Your task is to copy each line of the records that includes the string "green".

SUPPLIED DATA Start Marker

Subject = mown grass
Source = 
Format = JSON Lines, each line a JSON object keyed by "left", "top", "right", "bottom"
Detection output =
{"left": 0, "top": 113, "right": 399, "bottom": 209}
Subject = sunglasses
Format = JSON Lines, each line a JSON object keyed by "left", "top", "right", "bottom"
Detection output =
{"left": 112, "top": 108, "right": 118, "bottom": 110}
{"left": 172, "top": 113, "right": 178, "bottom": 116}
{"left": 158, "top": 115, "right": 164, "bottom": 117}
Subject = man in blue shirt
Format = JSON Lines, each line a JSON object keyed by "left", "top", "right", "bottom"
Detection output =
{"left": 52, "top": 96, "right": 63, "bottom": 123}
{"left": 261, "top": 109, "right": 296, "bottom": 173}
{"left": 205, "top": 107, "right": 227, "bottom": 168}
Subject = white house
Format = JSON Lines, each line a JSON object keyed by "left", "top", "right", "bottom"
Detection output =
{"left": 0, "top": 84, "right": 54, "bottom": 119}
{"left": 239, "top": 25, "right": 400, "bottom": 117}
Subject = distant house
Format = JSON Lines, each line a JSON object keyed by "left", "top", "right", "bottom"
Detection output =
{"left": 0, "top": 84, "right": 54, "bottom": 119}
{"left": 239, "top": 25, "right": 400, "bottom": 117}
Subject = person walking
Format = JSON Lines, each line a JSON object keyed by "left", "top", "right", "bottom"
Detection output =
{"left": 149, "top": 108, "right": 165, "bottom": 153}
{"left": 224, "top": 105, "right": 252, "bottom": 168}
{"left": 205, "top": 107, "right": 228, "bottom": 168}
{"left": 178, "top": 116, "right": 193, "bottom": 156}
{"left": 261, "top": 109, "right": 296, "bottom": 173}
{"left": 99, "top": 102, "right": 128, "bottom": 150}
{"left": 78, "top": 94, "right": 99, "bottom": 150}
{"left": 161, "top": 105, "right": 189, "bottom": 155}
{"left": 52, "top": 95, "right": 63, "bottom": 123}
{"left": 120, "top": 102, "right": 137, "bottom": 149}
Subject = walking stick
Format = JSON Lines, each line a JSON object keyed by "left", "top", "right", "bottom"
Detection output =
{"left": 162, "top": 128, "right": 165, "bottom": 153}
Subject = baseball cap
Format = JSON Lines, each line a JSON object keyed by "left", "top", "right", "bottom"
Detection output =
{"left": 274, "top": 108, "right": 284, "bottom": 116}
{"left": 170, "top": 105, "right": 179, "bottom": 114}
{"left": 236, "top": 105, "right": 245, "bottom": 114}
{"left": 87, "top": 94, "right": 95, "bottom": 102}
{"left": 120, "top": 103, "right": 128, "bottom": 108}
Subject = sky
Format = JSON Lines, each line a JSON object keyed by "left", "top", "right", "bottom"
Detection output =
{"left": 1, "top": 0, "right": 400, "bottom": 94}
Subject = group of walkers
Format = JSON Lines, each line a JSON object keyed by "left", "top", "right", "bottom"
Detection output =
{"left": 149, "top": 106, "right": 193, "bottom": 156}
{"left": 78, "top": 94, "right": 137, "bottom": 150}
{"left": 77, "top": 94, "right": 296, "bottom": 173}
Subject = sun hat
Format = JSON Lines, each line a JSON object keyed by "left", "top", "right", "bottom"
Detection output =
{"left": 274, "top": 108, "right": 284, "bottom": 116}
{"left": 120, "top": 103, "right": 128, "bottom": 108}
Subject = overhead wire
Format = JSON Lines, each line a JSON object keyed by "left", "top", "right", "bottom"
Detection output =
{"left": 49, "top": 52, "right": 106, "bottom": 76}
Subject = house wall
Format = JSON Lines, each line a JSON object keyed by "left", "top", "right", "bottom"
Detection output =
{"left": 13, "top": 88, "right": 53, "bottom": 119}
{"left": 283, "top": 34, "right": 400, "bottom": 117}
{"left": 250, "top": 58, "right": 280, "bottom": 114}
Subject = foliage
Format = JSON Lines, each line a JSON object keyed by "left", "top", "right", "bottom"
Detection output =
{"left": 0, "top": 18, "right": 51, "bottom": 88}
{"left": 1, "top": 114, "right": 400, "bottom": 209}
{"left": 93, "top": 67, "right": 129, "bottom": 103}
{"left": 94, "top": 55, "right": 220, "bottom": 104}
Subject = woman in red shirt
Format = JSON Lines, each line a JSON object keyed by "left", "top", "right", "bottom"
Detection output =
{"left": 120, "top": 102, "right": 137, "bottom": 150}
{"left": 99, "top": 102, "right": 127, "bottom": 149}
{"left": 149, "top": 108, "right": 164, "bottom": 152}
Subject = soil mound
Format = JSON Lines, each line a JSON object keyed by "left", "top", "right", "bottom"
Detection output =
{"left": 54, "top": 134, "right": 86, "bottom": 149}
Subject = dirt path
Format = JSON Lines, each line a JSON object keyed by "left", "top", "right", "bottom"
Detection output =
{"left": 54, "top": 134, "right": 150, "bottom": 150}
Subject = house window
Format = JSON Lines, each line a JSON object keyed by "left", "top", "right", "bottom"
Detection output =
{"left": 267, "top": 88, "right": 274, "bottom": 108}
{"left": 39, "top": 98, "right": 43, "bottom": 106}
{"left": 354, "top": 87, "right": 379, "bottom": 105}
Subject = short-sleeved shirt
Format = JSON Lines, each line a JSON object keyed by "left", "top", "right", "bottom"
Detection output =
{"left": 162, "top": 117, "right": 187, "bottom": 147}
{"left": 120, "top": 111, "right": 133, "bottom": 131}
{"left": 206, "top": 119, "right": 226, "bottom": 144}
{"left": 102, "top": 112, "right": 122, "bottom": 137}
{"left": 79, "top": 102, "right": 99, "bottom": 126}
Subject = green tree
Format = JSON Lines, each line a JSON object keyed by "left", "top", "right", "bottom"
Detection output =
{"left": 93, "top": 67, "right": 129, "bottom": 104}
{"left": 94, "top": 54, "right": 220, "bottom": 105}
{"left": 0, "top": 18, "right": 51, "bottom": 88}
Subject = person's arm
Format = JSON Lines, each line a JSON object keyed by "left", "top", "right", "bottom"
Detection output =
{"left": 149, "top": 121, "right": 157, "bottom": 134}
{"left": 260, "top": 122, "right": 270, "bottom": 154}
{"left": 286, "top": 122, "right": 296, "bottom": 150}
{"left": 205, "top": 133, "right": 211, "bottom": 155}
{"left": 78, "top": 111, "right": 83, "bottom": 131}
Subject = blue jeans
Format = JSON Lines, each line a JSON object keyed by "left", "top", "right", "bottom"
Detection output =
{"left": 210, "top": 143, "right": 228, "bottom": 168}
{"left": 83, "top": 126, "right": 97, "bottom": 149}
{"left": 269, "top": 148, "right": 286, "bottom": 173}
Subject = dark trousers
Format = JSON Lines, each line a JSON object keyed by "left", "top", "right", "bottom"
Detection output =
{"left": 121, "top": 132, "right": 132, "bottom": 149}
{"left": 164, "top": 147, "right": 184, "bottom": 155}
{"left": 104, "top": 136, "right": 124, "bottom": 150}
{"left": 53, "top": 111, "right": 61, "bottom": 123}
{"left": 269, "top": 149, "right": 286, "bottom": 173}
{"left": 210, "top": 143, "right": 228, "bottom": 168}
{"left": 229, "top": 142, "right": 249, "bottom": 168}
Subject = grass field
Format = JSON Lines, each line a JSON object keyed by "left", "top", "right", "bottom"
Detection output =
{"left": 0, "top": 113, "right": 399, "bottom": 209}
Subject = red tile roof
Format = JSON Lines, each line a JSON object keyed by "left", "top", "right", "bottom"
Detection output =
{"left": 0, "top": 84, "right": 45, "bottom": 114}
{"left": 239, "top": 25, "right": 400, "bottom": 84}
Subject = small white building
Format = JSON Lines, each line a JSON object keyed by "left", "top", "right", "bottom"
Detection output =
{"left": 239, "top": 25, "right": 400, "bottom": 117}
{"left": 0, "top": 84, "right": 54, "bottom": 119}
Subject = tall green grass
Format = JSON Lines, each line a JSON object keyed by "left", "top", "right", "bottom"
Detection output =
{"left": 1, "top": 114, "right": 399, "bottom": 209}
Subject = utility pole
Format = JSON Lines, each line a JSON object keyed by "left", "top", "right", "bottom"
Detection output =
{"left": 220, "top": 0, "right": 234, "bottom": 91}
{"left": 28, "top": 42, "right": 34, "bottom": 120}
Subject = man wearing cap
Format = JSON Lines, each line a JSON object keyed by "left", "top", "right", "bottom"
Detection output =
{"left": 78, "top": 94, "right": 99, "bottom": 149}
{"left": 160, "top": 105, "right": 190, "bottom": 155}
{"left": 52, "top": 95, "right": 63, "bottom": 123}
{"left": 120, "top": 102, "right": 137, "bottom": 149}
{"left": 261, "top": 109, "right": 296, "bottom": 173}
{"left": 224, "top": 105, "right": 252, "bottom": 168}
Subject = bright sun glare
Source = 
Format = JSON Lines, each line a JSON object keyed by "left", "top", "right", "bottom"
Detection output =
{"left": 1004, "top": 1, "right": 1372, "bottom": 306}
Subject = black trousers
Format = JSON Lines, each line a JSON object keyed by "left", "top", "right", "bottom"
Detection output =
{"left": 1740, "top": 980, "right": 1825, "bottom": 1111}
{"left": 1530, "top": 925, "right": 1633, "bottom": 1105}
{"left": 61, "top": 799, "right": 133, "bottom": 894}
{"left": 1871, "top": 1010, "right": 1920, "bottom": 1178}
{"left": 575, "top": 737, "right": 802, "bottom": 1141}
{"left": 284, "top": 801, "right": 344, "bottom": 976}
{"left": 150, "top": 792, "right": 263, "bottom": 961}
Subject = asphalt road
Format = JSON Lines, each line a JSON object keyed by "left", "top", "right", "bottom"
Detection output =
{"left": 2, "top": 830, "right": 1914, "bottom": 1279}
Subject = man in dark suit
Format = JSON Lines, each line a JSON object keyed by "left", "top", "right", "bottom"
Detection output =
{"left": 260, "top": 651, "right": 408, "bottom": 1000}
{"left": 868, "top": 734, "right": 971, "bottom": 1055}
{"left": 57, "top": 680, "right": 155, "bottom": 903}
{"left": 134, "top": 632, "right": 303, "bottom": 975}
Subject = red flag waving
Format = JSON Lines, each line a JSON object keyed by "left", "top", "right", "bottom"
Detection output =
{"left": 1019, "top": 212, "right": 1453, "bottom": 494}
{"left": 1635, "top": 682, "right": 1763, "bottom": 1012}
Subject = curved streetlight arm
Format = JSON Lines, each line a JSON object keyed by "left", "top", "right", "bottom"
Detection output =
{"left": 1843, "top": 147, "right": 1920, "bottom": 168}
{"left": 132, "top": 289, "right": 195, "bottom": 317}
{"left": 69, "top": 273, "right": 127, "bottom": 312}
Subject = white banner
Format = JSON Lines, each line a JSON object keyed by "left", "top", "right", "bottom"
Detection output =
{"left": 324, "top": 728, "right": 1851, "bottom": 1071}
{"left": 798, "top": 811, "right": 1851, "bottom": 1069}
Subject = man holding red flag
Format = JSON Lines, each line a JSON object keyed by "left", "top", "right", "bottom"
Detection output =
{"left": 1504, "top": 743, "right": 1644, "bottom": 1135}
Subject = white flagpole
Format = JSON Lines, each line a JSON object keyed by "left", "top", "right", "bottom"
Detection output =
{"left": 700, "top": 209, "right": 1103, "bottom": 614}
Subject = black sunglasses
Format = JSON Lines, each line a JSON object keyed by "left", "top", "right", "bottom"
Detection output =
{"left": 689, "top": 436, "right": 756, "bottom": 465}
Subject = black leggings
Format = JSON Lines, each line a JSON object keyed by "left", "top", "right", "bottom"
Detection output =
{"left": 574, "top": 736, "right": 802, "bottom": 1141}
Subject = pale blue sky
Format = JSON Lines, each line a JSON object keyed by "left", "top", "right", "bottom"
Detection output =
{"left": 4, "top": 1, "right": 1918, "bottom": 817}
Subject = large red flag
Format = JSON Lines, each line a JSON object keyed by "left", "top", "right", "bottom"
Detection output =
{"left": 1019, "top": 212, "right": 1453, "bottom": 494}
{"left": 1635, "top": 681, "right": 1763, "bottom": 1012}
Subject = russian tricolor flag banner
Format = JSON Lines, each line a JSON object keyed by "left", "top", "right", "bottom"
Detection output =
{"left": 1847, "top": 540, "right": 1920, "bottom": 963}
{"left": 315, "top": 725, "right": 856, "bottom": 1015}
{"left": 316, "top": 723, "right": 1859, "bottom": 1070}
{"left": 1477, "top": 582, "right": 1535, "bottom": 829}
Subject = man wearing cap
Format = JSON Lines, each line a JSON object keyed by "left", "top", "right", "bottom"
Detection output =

SUPPLIED DATA End Marker

EXERCISE SOLUTION:
Subject = green tree
Subject = tall green grass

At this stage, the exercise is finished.